- DOCUMENT EXTRACT -
————
|GARY SPEED - by mufcjr|
|Published: 06 DEC 2011|
How can the death of a player who played for many rival clubs, but not Manchester United, have such an effect?
Gary Speed's death has left the football world and Britain and Ireland in general, stunned. He was a man with a fantastic playing career behind him and a bright managerial career in front of him. Married with two young sons, you could look at this man and think he had it all, yet for some reason he decided to end his own life. In no way can I claim to have known him, nor did I know much about him yet I find his death incredibly difficult to comprehend. I do remember Alan Davies, a former Manchester United player taking his own life in 1992 but he was a man who had not played a lot of first teams games in his career and was maybe not as well known. Both equally tragic, yet the loss of Gary Speed has made so many people feel their hearts touched by a potent sadness.
My earliest and best memories of Gary Speed were of the title race in the 1991-92 season. As Leeds and Manchester United went head to head on all domestic fronts, both sported young Welsh stars in Giggs aged 19 and Speed 23. As the season reached the half way point, Manchester United were drawn away to Leeds in both the League Cup quarter final and the FA Cup third round. When you add into the mix that we had to go to Elland Road in the league also, we ended up playing there three times in three weeks. The games seemed to make the season all the more intense and in those pre-SKY days pubs and clubs were packed with punters gathered for the heavyweight jousts. The first was the league game when United took the lead through Neil Webb, but conceded a late penalty to Mel Sterland. In the second game, the League Cup meeting, Gary Speed scored a cracking goal to put Leeds a goal up, but United fought back to win 3-1 with goals from Giggs, Blackmore and Kanchelskis. Then in the final game of the trilogy Mark Hughes scored a header to knock Leeds out of the FA Cup. Welsh football legends were to the fore in all three games with Manchester United going on to win the League Cup that season.
Football in Wales is so much like football in my native Ireland. Both countries have weaker domestic leagues than the glamour of the English club game so our best players end up playing in England. Yet at International level we strive to match England. Gary Speed was one of those players who loved playing for his country. His 85 caps are a record for an outfield player in Welsh football and when his Welsh counterparts spoke about him this past week, the word they all used was 'Leader'. When the English based media cover the Welsh or Irish national teams the format is usually simple. They show some footage of the sides in action with music from a band of that country. Of the many tributes I've seen this week, SoccerAM's was possibly the most moving. SoccerAM is a show based on the fun side of football. They don't do doom and gloom so in their tribute they simply showed clips from throughout Gary Speed's career with the Stereophonics 'Dakota' playing at the same time. One of the lines in that song goes 'I wonder if we'll meet again, talking about life since then, talk about why did it end'. The producers deserve 10/10 for their effort.
Like Ireland, Scotland and Northern Ireland, for Wales victory over the bigger nations in world football is rare. In October 2002 former United legend Mark Hughes Managed Wales to beat Italy 2-1 in a Euro 2004 qualifier. People in these four footballing nations know we are not as good as the bigger sides so we often have to go above and beyond the call of duty to win. Wales introduced their legendary footballer John Charles to the crowd before the game whipping the packed stadium into a frenzy. Sparky had been telling people the week before the game that Wales deserved to be among the top nations in world football. Then they went out and beat Italy with the versatile Gary Speed playing at left back and players like Ryan Giggs, Craig Bellamy, John Hartson and Robbie Savage all starring. These players had clearly formed a great bond, willing to go that extra mile for each other. It was evident over the past week that the relationship between these lads was more than just professional. Each of them were visibly moved by Speed's death, trying to find the adjectives to describe him but feeling that what they were saying was not doing him justice. Gary Speed had obviously learned well from managers like Mark Hughes and was putting the same passion back into the Wales national team. After a poor start to his Welsh managerial career the team was making significant progress. It now remains to be seen if this progress can be continued.
————
- BRIEF A -
According to the Gary Speed piece, how many caps did Speed earn for Wales?
The Gary Speed piece and the listing have nothing to do with each other.
————
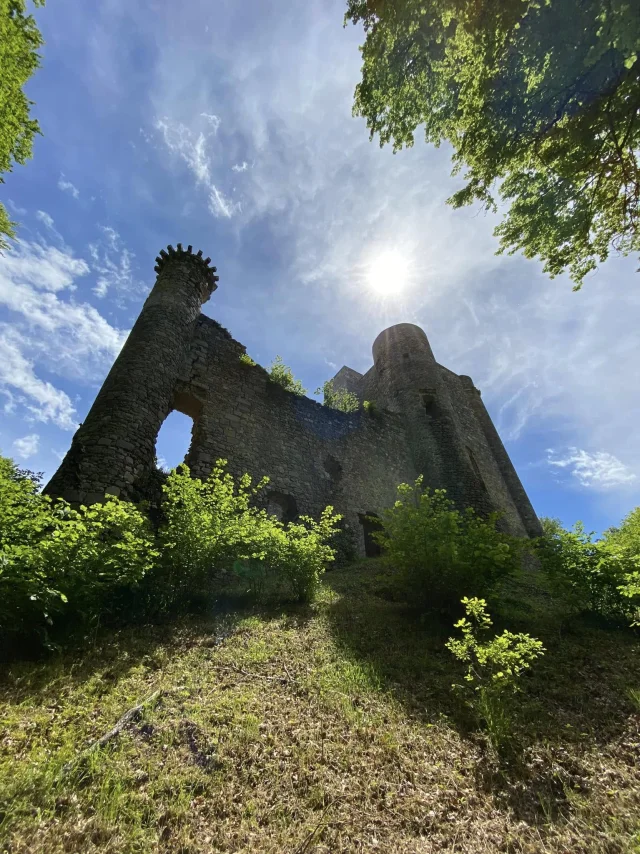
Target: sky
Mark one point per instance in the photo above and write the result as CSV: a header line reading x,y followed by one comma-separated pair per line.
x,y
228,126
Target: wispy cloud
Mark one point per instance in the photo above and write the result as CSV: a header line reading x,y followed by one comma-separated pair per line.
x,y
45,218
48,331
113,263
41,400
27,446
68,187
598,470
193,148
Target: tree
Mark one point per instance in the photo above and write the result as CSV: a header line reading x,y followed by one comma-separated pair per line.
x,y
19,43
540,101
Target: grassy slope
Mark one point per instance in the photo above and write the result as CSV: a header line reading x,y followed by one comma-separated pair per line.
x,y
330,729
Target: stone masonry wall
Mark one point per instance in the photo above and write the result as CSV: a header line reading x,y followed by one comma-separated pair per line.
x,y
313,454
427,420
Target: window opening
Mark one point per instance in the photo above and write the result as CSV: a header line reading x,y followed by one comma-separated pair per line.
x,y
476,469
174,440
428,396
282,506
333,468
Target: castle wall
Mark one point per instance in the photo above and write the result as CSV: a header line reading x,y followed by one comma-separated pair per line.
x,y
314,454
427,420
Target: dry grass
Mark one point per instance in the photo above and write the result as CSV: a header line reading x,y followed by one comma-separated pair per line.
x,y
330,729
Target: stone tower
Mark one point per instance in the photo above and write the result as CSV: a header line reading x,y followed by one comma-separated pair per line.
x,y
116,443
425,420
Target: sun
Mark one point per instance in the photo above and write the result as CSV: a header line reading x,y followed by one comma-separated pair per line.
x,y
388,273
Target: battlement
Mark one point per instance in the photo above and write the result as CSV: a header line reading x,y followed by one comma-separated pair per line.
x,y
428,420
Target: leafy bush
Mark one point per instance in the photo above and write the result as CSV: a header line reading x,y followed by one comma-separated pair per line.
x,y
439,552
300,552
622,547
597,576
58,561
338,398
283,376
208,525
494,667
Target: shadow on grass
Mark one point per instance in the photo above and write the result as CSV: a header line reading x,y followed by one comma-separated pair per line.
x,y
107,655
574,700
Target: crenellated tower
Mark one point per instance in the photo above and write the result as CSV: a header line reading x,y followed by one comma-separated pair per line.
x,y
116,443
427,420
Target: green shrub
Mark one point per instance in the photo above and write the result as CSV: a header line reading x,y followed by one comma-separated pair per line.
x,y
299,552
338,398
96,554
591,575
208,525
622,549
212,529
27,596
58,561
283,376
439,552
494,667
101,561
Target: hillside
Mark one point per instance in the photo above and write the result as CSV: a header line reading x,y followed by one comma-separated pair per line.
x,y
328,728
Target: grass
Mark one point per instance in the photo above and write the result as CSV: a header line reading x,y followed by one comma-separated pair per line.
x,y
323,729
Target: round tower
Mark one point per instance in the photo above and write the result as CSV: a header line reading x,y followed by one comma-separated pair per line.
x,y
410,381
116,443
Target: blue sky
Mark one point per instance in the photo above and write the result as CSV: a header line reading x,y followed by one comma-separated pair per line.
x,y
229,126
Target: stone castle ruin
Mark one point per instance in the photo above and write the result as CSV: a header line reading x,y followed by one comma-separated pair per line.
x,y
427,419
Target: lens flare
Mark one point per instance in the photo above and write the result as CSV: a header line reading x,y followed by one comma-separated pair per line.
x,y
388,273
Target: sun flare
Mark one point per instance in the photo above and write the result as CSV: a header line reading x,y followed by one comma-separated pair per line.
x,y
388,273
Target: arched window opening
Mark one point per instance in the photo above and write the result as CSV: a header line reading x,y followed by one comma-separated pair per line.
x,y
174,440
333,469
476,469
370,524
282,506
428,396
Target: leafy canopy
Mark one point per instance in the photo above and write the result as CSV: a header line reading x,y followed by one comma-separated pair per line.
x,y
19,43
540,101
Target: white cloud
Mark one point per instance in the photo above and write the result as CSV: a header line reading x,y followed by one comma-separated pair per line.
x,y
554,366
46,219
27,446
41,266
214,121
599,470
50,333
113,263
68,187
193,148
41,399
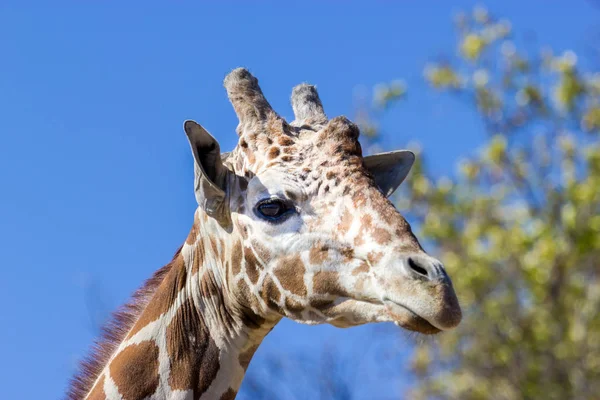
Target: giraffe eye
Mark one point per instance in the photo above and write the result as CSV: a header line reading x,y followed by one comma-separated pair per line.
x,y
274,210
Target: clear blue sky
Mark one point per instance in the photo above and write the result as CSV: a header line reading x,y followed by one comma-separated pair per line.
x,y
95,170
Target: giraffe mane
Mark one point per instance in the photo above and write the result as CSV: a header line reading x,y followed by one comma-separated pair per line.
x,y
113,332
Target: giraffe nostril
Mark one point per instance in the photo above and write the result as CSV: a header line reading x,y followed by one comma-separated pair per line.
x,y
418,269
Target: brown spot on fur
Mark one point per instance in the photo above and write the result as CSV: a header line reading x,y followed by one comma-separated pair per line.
————
- BRIEF B -
Rename "giraffe" to "okapi" in the listing lines from the one holding "Target: white cloud" through the end of the listing, inclusive, and leave everything else unchanged. Give only those lines, without the pictures.

- EXERCISE OUTPUT A -
85 caps, a Welsh record for an outfield player.

- EXERCISE OUTPUT B -
Target: white cloud
Mark one point per instance in the photo above and write the result as CSV: a header line reading x,y followed by one comma-separated pair per line.
x,y
554,366
46,219
27,446
41,266
214,121
599,470
50,333
113,263
68,187
193,148
41,399
Target: okapi eye
Mark one point per instance in the photo above and write the result as CSV: a header line reading x,y followed by one comma-separated pair per line.
x,y
274,210
Target: clear blue sky
Mark one point per instance in the photo above and write the result as CSV: a header line reading x,y followed by one comma-separated pair per line.
x,y
95,170
Target: okapi mane
Mark one point per instance in the photo above and write the result as CSV: a header line reading x,y followed by one comma-separated pair per line.
x,y
113,332
Target: okapi nostril
Mark one point per instance in the photo above and write the result as CSV: a header line reading x,y followed by one comma-separated pair per line.
x,y
418,269
Target: brown spot on fur
Mark one point per instance in the photo above and write the result as CSV: a header line reading x,y followed by one comma-separated pair per line.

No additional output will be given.